■ **Kutipan Pilihan**:
Senin, 21 September 2015

FIQH AL-IKHTILĀF: SEBUAH METODE DALAM MENYIKAPI PERBEDAAN

Akhir-akhir ini banyak kita temui berbagai macam polemik dan topik perdebatan yang ada di media sosial. Tidak jarang perdebatan tersebut diiringi dengan hujatan dan cacian. Wacana penafsiran dianggap sebagai hal yang mutlak kebenarannya. Agamapun, sebagai obyek penafsiran, menjadi lahan yang subur bagi konflik kepentingan yang menyulut perdebatan. Ditambah dengan kehadiran berbagai jenis media sosial memungkinkan semua orang untuk ikut-ikutan nimbrung tanpa memahami akar permasalahan. Mereka tidak memahami apa alasan dan bagaimana metode berpikir yang melatarbelakangi suatu gagasan itu muncul. Tidak bisa memilah dan memilih mana yang ajaran agama, kebudayaan dan mana yang hasil dari kemajuan peradaban.

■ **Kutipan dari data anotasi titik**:

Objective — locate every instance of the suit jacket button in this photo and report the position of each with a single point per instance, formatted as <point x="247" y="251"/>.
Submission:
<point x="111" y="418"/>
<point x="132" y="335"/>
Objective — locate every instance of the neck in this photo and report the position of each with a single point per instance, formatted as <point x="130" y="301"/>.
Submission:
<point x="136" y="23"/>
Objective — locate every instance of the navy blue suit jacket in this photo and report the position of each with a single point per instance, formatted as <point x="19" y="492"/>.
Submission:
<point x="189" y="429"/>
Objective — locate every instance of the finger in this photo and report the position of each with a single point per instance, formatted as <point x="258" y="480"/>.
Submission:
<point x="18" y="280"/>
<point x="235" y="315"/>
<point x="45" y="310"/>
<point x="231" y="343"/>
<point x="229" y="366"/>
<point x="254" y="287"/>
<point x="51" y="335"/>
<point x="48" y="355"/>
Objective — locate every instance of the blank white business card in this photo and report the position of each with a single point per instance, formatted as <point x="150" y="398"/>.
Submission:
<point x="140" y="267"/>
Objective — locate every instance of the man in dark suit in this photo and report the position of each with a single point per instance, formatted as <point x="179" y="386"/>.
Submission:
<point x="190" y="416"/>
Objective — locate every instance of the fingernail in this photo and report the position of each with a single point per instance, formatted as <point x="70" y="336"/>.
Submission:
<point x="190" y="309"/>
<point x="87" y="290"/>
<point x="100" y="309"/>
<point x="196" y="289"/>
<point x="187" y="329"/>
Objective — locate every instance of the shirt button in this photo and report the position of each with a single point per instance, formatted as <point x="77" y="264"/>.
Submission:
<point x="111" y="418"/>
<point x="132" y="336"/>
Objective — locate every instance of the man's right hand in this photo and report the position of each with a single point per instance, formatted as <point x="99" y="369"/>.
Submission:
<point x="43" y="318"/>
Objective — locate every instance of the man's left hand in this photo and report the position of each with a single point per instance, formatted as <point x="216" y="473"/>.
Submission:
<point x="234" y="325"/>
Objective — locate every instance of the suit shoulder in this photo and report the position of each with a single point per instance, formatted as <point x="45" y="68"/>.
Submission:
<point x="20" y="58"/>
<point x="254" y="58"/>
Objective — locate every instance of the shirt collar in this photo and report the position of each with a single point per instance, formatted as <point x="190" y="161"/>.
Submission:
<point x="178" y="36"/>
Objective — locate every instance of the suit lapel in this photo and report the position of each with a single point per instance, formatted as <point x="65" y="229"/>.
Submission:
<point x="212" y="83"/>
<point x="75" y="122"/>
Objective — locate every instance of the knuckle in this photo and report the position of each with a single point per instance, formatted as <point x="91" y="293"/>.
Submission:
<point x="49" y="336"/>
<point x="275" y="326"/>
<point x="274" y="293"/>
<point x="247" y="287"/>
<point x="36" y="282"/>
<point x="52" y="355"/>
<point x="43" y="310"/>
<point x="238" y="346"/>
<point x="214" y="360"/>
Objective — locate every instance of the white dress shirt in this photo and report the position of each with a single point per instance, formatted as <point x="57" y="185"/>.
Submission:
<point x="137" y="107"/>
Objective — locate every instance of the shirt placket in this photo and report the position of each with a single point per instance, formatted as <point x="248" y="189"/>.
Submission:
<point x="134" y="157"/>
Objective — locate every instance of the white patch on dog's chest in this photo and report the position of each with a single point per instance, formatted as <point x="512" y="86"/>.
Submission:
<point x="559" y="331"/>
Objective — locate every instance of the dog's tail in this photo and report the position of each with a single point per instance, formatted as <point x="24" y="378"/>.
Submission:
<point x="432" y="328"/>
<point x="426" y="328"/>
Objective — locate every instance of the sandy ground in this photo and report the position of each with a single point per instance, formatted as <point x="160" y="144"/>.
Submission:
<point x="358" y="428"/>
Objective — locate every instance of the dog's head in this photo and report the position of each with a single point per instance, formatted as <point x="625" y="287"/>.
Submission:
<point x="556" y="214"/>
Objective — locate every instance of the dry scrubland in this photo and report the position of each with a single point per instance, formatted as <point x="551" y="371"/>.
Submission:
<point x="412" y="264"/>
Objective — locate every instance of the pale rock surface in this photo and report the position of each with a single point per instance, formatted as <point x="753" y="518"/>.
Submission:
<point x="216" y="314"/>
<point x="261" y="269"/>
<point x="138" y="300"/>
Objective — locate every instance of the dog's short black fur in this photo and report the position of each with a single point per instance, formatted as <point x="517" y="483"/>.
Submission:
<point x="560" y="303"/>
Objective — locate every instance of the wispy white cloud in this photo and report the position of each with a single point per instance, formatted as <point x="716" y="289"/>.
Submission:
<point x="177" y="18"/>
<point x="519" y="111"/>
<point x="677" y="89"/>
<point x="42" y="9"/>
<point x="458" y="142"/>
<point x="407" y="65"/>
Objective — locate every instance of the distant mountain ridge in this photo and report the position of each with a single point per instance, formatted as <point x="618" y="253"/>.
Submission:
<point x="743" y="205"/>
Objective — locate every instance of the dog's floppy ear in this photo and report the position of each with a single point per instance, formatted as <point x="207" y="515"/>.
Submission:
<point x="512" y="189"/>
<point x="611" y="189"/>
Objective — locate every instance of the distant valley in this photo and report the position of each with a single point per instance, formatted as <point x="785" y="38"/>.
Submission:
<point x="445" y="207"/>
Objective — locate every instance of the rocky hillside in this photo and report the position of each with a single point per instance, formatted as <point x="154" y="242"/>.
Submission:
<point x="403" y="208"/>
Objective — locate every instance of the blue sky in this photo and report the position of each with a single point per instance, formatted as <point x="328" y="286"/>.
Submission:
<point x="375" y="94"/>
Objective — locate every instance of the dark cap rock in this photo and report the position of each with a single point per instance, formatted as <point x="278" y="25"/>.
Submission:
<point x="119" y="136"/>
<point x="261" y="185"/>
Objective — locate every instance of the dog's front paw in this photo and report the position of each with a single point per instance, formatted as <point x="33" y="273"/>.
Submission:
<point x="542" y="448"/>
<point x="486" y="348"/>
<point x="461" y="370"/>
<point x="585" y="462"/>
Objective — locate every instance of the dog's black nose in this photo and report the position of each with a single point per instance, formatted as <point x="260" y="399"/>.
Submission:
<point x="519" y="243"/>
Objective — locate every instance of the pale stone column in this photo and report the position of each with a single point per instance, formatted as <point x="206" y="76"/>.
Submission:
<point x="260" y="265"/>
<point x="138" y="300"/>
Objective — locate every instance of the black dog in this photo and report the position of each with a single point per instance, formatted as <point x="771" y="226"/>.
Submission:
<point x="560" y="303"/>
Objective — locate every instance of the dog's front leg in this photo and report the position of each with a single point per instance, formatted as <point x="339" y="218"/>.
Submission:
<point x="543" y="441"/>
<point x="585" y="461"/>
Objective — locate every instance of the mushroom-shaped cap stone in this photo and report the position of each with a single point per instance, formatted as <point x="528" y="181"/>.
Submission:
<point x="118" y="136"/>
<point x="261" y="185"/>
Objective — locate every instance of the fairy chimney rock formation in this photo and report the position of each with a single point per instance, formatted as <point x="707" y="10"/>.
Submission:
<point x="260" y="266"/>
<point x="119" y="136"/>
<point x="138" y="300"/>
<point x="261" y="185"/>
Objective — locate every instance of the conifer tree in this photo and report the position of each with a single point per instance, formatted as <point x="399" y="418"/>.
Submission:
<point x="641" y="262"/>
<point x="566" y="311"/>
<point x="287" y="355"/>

■ **Tugas yang Dikerjakan**:
(1) Temukan dan salin setiap baris dalam daftar yang memuat kata "shirt", dengan huruf besar dan kecil dibedakan.
(2) Lanjutkan tulisan tentang fiqh al-ikhtilāf setelah kalimat terakhirnya.
Tulisan tentang fiqh al-ikhtilāf dan daftar ini sama sekali tidak berhubungan.

■ **Daftar Jawaban**:
(1)
Objective — locate every instance of the shirt button in this photo and report the position of each with a single point per instance, formatted as <point x="77" y="264"/>.
Objective — locate every instance of the shirt collar in this photo and report the position of each with a single point per instance, formatted as <point x="190" y="161"/>.
Objective — locate every instance of the white dress shirt in this photo and report the position of each with a single point per instance, formatted as <point x="57" y="185"/>.
Objective — locate every instance of the shirt placket in this photo and report the position of each with a single point per instance, formatted as <point x="248" y="189"/>.

(2)
Debat kusir penuh emosional dan ngeyel tanpa memperhatikan tradisi ilmiah dalam berdiskusi merupakan awal perpecahan yang sebetulnya harus dihindari. Para ulama dan pemikir zaman dahulu sebetulnya sudah memberi contoh tentang perdebatan yang sehat, ilmiah, argumentatif dan berorientasi pada karya. Hal ini bisa kita lihat pada karya-karya tulis mereka yang sampai pada kita hari ini. Di antaranya adalah kitab Bidāyah al-Mujtahid wa Nihāyah al-Muqtasid sebuah kitab fiqih yang ditulis oleh seorang filosof dan mujtahid berasal dari Spanyol yang bernama Ibnu Rushd dan di Barat dikenal dengan sebutan Averoes.
Di tengah perdebatan dalam bidang fiqih yang selama ini hanya berfokus pada produk hukum nir kajian metode dan dalīl kiranya perlu dikembangkan kajian yang berorientasi pada kajian-kajian metodologis. Hal inilah yang ditawarkan oleh Ibnu Rushd dalam kitabnya Bidāyah. Diilhami oleh metode berpikir yang filsafati dia mampu membangkitkan semangat berpikir baru dalam bidang ilmu fiqih.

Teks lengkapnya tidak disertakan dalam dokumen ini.